▸ What needs to be done: Repeat the lines starting with the line containing "Return the mask of every instance of the <item>raised" and going on through the line containing "515], [335, 530]]", swapping "top-left corner" for "upper-left corner" and leaving everything else unchanged.

^^^^^^^^^^^^^^^^

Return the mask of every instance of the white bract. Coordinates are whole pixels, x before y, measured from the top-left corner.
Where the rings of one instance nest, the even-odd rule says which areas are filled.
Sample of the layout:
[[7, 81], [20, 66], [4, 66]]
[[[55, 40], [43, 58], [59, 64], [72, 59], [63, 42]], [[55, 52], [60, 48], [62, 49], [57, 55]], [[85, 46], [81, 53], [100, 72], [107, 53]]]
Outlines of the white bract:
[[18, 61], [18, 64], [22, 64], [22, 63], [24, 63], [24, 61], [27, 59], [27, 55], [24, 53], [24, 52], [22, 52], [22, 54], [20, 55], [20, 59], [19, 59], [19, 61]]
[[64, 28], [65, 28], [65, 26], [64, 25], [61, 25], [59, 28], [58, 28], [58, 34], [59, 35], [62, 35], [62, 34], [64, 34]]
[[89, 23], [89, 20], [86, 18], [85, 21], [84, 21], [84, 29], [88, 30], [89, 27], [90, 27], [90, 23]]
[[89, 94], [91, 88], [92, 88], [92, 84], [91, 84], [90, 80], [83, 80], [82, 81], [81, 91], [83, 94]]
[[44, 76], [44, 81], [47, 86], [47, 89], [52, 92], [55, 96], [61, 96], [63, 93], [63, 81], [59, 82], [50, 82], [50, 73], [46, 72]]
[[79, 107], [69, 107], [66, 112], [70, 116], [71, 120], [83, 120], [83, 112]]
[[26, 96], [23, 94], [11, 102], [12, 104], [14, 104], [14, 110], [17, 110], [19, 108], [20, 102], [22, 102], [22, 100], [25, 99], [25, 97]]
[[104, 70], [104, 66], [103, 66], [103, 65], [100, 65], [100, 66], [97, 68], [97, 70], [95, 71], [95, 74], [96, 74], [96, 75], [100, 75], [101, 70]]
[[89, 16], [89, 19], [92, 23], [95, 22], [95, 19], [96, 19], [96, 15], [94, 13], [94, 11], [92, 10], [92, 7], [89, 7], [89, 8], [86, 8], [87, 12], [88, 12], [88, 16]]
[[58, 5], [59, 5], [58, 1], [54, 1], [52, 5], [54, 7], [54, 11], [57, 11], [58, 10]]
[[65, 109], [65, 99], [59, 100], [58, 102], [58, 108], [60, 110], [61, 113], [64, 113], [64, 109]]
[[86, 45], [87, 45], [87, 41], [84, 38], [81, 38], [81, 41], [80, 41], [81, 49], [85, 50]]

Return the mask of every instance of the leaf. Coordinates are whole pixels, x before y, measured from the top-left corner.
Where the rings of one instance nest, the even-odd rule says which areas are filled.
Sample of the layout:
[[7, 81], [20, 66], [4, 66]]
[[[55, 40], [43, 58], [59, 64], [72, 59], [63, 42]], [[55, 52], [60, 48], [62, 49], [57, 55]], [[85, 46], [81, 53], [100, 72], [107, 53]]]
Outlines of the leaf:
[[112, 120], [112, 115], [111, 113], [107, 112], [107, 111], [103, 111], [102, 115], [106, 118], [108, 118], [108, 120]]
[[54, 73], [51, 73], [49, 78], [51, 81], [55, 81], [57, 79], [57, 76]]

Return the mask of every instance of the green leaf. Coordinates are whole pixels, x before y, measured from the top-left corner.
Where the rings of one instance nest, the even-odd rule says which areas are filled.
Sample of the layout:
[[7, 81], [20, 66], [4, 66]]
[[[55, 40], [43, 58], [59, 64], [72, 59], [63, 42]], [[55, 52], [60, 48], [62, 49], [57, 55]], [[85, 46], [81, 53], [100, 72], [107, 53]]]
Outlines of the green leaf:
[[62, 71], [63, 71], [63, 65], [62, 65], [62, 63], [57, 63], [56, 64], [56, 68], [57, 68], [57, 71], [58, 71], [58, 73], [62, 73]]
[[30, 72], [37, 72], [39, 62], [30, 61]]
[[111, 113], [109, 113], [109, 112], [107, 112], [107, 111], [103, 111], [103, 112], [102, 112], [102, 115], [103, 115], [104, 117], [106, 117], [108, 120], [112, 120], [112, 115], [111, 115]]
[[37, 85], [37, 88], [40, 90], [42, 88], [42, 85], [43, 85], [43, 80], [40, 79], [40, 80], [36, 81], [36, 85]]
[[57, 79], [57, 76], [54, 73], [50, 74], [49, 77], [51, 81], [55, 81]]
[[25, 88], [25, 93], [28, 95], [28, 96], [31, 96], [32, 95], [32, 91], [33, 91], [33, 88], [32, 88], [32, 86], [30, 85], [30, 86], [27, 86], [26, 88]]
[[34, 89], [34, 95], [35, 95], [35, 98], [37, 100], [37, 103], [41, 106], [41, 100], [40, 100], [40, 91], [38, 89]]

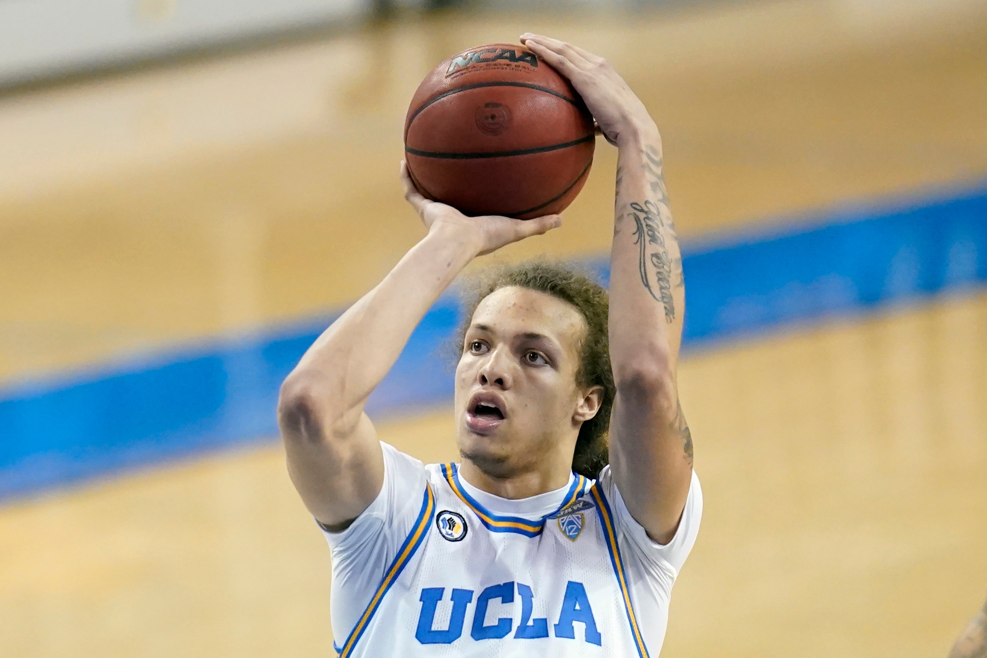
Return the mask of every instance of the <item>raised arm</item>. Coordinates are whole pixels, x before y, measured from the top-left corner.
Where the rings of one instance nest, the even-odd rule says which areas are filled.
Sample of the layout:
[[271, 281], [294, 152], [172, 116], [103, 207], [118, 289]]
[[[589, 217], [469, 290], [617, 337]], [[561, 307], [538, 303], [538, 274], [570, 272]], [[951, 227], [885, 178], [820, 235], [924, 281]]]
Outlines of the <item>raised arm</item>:
[[380, 491], [383, 454], [363, 406], [425, 312], [476, 256], [562, 221], [465, 217], [418, 194], [404, 164], [402, 179], [428, 234], [319, 336], [285, 379], [277, 405], [291, 480], [312, 515], [335, 530]]
[[656, 542], [675, 534], [692, 478], [692, 437], [675, 380], [685, 287], [662, 173], [661, 138], [644, 104], [602, 57], [557, 39], [522, 42], [569, 77], [619, 154], [610, 255], [610, 419], [614, 481]]

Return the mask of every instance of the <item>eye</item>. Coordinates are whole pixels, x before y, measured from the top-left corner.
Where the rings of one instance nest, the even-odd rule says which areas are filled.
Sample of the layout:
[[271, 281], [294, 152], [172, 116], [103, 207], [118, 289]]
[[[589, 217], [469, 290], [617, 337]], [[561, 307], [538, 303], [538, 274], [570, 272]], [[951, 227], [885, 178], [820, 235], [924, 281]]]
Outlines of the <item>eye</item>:
[[530, 363], [531, 365], [536, 365], [536, 366], [548, 364], [548, 360], [534, 350], [528, 350], [527, 352], [525, 352], [524, 360]]

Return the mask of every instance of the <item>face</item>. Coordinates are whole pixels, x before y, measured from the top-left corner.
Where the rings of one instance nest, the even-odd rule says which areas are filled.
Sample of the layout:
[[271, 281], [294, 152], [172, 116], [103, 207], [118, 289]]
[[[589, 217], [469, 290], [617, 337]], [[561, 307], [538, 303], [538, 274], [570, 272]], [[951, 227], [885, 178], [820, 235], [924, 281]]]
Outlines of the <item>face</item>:
[[460, 454], [508, 476], [547, 459], [571, 460], [599, 389], [576, 385], [585, 320], [570, 304], [527, 288], [499, 288], [477, 307], [456, 368]]

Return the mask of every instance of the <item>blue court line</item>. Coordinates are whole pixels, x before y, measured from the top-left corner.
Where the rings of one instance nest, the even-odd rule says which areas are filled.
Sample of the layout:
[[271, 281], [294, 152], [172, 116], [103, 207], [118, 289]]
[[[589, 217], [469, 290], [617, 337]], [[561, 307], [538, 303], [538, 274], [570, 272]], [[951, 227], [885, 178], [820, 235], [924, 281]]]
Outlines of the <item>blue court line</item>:
[[[987, 186], [684, 254], [686, 348], [973, 288], [987, 281]], [[606, 281], [604, 258], [581, 264]], [[451, 399], [452, 368], [438, 353], [460, 313], [453, 294], [428, 312], [371, 414]], [[336, 315], [0, 389], [0, 499], [275, 436], [280, 382]]]

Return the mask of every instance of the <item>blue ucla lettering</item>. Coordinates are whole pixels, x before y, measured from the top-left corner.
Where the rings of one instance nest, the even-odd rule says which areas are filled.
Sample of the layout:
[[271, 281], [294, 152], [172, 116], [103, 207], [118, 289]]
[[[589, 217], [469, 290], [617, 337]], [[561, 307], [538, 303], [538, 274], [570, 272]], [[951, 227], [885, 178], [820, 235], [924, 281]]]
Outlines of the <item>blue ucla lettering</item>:
[[435, 608], [444, 594], [444, 587], [426, 587], [421, 590], [421, 596], [418, 598], [421, 602], [421, 612], [418, 615], [418, 627], [415, 631], [415, 638], [422, 644], [451, 644], [463, 634], [463, 620], [466, 619], [466, 607], [473, 601], [473, 590], [452, 590], [452, 615], [449, 617], [449, 627], [445, 630], [435, 630], [432, 628]]
[[[476, 609], [473, 612], [473, 626], [470, 636], [475, 640], [501, 639], [510, 633], [513, 626], [513, 617], [501, 617], [496, 622], [487, 623], [487, 610], [490, 602], [498, 599], [501, 603], [514, 602], [514, 582], [491, 585], [477, 597]], [[549, 636], [548, 619], [544, 617], [531, 619], [534, 611], [535, 595], [531, 587], [524, 583], [516, 583], [517, 594], [521, 598], [521, 620], [514, 630], [517, 639], [535, 639]], [[463, 623], [466, 620], [466, 609], [473, 602], [473, 590], [453, 589], [451, 594], [452, 613], [449, 616], [448, 627], [433, 628], [435, 610], [445, 596], [444, 587], [426, 587], [421, 590], [418, 601], [421, 611], [418, 614], [418, 628], [415, 637], [422, 644], [451, 644], [463, 634]], [[586, 596], [586, 588], [580, 582], [569, 581], [566, 594], [563, 597], [559, 621], [553, 624], [556, 637], [575, 639], [575, 622], [583, 624], [585, 641], [596, 646], [602, 646], [603, 636], [596, 627], [593, 610]]]
[[601, 645], [602, 638], [600, 631], [596, 629], [596, 620], [593, 619], [593, 611], [589, 607], [586, 588], [582, 586], [582, 583], [570, 580], [566, 585], [566, 596], [562, 601], [559, 622], [555, 624], [556, 637], [575, 639], [575, 628], [572, 626], [574, 621], [580, 621], [585, 625], [587, 642], [596, 646]]
[[524, 583], [517, 584], [517, 595], [521, 597], [521, 622], [517, 624], [514, 637], [518, 639], [535, 639], [549, 636], [549, 621], [544, 617], [531, 619], [535, 595]]
[[487, 606], [491, 599], [500, 599], [501, 603], [513, 603], [514, 582], [491, 585], [477, 597], [477, 609], [473, 613], [473, 630], [470, 632], [473, 639], [500, 639], [510, 632], [510, 627], [514, 624], [513, 619], [501, 617], [496, 623], [485, 625]]

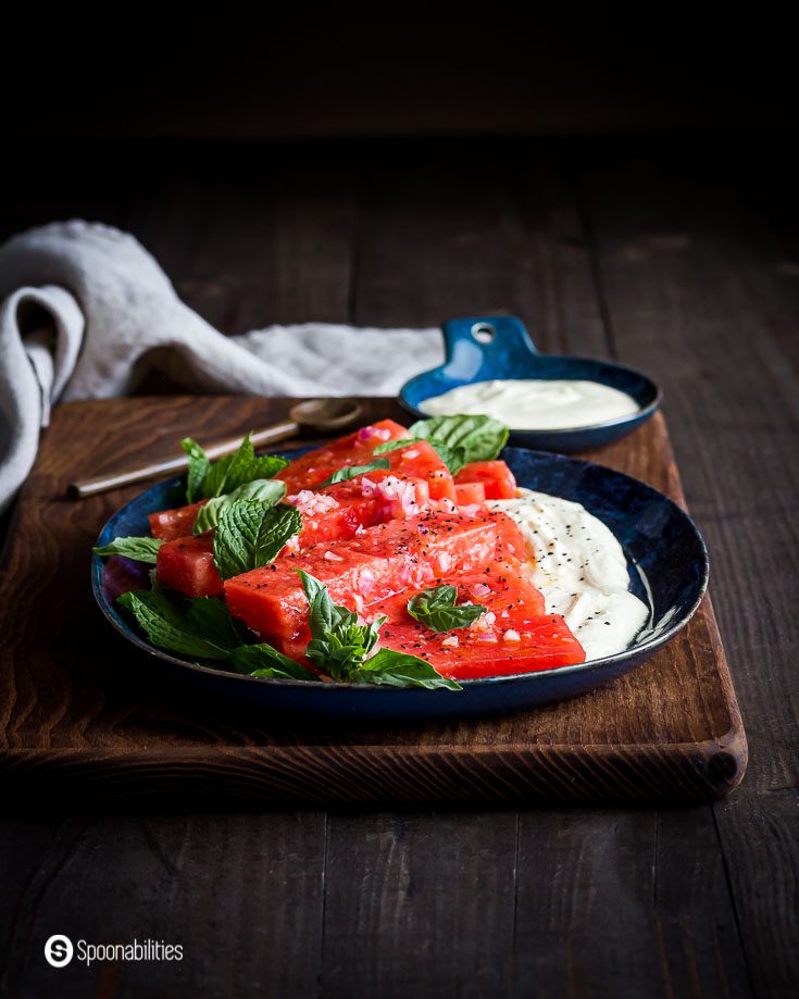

^^^^^^^^^^^^^^^^

▸ Written solution:
Return the mask of every instance of the <item>raised arm</item>. Coordinates are whole pixels, x before y, measured from the upper-left corner.
Where the rings of one instance nest, the even-odd rule says which areas are filled.
Sample of the layout:
[[271, 281], [294, 152], [172, 116], [103, 207], [118, 289]]
[[[589, 217], [469, 290], [617, 337]], [[561, 307], [538, 303], [538, 274], [570, 272]], [[951, 227], [885, 178], [820, 235], [924, 281]]]
Outlines of the <item>raised arm</item>:
[[380, 491], [383, 454], [363, 406], [425, 312], [476, 256], [562, 221], [465, 217], [418, 194], [404, 164], [402, 179], [428, 234], [319, 336], [285, 379], [277, 405], [291, 480], [312, 515], [335, 530]]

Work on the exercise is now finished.